[Provided data]

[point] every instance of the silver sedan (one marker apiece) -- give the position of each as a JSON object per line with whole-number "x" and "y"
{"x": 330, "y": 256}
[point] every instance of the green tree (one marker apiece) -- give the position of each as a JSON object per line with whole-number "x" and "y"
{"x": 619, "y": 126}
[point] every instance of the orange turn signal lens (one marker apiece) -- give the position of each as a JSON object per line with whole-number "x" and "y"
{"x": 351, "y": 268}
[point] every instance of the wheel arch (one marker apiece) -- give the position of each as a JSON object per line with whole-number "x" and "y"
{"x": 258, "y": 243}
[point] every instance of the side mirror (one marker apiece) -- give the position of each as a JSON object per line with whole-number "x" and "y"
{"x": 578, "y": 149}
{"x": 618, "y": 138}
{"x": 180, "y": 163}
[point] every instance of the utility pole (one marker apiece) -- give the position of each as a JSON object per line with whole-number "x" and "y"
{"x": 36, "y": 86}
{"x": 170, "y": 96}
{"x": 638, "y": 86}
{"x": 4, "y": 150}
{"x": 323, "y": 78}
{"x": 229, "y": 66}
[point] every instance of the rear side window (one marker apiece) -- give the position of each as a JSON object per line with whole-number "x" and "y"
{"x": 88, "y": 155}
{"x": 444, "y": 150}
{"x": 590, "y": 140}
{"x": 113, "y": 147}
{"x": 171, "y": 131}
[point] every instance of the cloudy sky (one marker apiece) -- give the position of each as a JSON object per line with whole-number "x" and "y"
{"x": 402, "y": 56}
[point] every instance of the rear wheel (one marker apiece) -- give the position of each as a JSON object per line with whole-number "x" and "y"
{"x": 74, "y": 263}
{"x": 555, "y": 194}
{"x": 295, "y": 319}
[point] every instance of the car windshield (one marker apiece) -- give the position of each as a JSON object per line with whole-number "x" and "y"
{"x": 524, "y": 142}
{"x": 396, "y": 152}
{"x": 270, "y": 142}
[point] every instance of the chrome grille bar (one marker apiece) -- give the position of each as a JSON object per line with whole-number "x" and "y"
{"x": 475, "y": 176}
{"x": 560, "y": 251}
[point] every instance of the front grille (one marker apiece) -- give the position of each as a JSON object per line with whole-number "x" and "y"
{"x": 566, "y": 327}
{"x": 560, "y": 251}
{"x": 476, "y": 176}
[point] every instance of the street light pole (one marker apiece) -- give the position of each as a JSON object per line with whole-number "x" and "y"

[What is expected] Extract every line from the one containing "[point] every instance of the side" to the end of the entries, including both of those lines, exactly as given and with nothing added.

[Task output]
[point] every instance of the side mirror (one marker apiece) -- give the position of each as a JSON object per line with whole-number "x" and "y"
{"x": 578, "y": 149}
{"x": 618, "y": 138}
{"x": 180, "y": 163}
[point] every instance of the utility pole (one marker apiece) -- give the position of each as a JSON object per line with whole-number "x" and "y"
{"x": 36, "y": 86}
{"x": 170, "y": 96}
{"x": 638, "y": 86}
{"x": 4, "y": 150}
{"x": 323, "y": 78}
{"x": 229, "y": 66}
[point] every instance of the rear side window (one marker apiece) -- give the position of each as a JSON object per line with whole-number "x" and "y"
{"x": 88, "y": 155}
{"x": 444, "y": 150}
{"x": 590, "y": 140}
{"x": 113, "y": 147}
{"x": 171, "y": 131}
[point] every instance of the cloudy sky (one marker apiece) -- give the position of each as a JSON object per line with whole-number "x" and "y"
{"x": 402, "y": 56}
[point] every instance of the rear wheel (one marker apiece) -- give the position of each as a JSON object per line with whole-number "x" and "y"
{"x": 74, "y": 263}
{"x": 555, "y": 194}
{"x": 295, "y": 319}
[point] every instance of the car windshield (one marker apiece) -- give the position of each as a JSON object per line with whole-number "x" and "y"
{"x": 524, "y": 142}
{"x": 396, "y": 152}
{"x": 270, "y": 142}
[point] every instance of the chrome grille bar (one marker apiece) -- give the position of each as a JSON object per line with whole-number "x" and "y"
{"x": 475, "y": 176}
{"x": 560, "y": 251}
[point] every instance of the front grille (one marker apiece) -- give the position of each as a JSON object per line with whole-number "x" and "y"
{"x": 566, "y": 327}
{"x": 560, "y": 251}
{"x": 476, "y": 176}
[point] every instance of the street light pole (one marker apiece) -- give the position of each as a JSON object per line with whole-number "x" and "y"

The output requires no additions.